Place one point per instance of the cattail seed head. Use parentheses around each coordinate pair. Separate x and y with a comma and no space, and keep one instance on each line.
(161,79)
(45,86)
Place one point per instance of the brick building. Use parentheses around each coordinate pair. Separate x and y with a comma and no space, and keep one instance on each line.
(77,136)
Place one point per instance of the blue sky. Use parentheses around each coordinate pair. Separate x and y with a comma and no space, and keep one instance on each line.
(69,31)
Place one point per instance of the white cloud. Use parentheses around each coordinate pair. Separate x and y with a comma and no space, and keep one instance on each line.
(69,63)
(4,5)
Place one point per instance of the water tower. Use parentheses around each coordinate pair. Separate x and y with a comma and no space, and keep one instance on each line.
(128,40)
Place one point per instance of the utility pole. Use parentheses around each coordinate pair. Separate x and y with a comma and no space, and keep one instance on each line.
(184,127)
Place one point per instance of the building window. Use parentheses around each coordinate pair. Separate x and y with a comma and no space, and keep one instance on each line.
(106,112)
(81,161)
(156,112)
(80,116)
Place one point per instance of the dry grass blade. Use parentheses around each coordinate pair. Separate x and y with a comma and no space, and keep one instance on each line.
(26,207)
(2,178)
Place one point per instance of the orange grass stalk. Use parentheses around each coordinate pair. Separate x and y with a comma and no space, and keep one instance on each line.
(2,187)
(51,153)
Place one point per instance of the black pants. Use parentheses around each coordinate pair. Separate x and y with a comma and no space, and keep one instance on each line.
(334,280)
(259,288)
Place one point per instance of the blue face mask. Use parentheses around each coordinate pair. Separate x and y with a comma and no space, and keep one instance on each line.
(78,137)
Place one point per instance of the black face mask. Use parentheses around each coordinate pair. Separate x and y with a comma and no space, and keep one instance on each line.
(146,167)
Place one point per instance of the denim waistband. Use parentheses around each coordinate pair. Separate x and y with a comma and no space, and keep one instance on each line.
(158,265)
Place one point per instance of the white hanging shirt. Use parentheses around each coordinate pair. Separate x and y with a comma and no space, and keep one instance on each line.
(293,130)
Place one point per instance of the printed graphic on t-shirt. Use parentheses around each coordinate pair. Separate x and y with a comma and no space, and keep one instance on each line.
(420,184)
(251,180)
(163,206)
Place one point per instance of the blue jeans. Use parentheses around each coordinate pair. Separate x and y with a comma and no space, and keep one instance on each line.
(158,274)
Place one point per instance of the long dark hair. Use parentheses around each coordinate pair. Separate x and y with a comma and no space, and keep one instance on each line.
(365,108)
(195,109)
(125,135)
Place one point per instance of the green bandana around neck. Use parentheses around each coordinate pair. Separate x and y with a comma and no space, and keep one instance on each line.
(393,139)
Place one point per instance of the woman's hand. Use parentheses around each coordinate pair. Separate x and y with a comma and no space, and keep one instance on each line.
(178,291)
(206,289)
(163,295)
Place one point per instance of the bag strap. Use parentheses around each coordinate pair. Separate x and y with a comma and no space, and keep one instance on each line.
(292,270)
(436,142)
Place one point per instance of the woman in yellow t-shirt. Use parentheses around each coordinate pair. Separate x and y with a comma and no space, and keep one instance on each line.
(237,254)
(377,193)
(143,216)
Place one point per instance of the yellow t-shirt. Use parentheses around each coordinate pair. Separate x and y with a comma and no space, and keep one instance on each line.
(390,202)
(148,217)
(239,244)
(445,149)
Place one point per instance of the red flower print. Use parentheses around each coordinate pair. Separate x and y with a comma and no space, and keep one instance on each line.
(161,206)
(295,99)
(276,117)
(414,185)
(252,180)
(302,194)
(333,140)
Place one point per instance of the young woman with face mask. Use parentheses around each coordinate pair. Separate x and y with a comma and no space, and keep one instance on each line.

--------

Would you return all of the material exactly as written?

Place one point per instance of the cattail seed head. Use parentheses around each coordinate pair. Separate x and y with a comma and no space, and keep one instance on each line.
(161,79)
(45,86)
Place one point per instance of the brick building. Use parentheses around each coordinate pair. Separate x and y with a comma and no space, and keep one instance on each line.
(77,136)
Place one point per instance of the blue sky. Use parentheses around each coordinate pair. Separate x and y with a comma and no space, and keep one instance on each line.
(69,31)
Place one point per instance of the white cloud. Use parentheses around each coordinate pair. Separate x and y with a comma and no space, and keep one instance on each line.
(69,63)
(4,5)
Place one point per instance of the water tower. Use parentheses around each coordinate pair. Separate x and y with a comma and no space, and keep one instance on each line.
(128,40)
Place one point per instance of the utility pole. Use parentheses around each coordinate pair. Separate x and y with a comma and no space, and keep one instance on each line.
(184,127)
Place one point per instance of the building window. Use parentheses around each coordinate pair. Separate x and y with a comma and no space, and keep one instance on each line.
(106,112)
(81,161)
(156,112)
(80,116)
Place one point per instance of the dry grass blade. Use parentheses around each coordinate pair. Separate x and y with a comma and no space, and keep one instance on each line.
(26,207)
(2,178)
Place one point per instance of the orange grass stalk. Use parentheses around each coordinate pair. Separate x and y with a comma and no space, and keep one instance on each line.
(2,187)
(51,153)
Place one point per instance of the black pants. Use parentheses around each coordinate pair. Separate x and y with a comma and no space, and keep one instance on each line.
(334,280)
(259,288)
Place one point per instance of the blue face mask. Use parentheses around each coordinate pair. Separate x and y with a comma and no space, and keep one instance on each line.
(78,137)
Place one point per instance of the black face mask. Use parentheses around each coordinate pair. Separate x and y with a comma and no space, and keep one instance on each line.
(146,167)
Place one point per instance of the denim waistband. Use parentheses around each coordinate pair. Separate x and y with a comma and no space, and keep one instance on each line.
(158,265)
Place one point per instance of the white hanging shirt. Use parentheses around each coordinate pair. Separate x and y with a comma and no space, and keep one instance on each line.
(293,130)
Place one point per instance of the printed graphic on t-shirt. Use parentheses around each coordinate pair. Separate x and y with a comma and no space, and keep one instance on each line.
(420,184)
(251,180)
(163,206)
Place one point per instance of the blue jeans. Use parentheses around each coordinate pair. Separate x and y with a comma and no space, and keep one instance on each line.
(158,274)
Place one point per instance of the long dark hair. Use parentheses around each coordinate pair. Separate x and y with a comma and no space, and keep one instance on each line.
(365,108)
(195,109)
(125,135)
Place one point per instance of the green bandana around neck. Use parentheses around each coordinate pair. Separate x and y with a comma and no space, and keep one instance on each line.
(393,139)
Place one point per instance of the woman's hand. Use parentheses around each coordinate pair. Separate x and y with a comma and no space, and keep one instance on each line.
(178,291)
(206,289)
(163,295)
Place one point per instance of the bag strap. Use parentheses around each coordinate pair. Separate x and y with a comma and no space, and keep one instance on each line.
(292,270)
(436,142)
Place one point per instance of the woman in yellow t-shirt. Use parentheses around each coordinate pair. Separate x and y with a comma and no space, and keep one instance on each line.
(237,254)
(377,193)
(143,216)
Place one point per instance of the yellow t-shirt. Use parentheses around each coordinate pair. Separate x and y with a comma and no space, and keep one instance on each line.
(390,202)
(148,217)
(239,244)
(445,149)
Place one point per instance of the red flower print. Use parentheses around each coordinate pair. Separate x and y with a comma and no space, and keep one instance on each line.
(161,206)
(295,99)
(276,117)
(414,185)
(252,180)
(302,194)
(333,140)
Place one point per instance of the young woman with face mask. Use parentheses around each coordinate pair. Separate x and y with a comma and no space, and keep one instance on each line.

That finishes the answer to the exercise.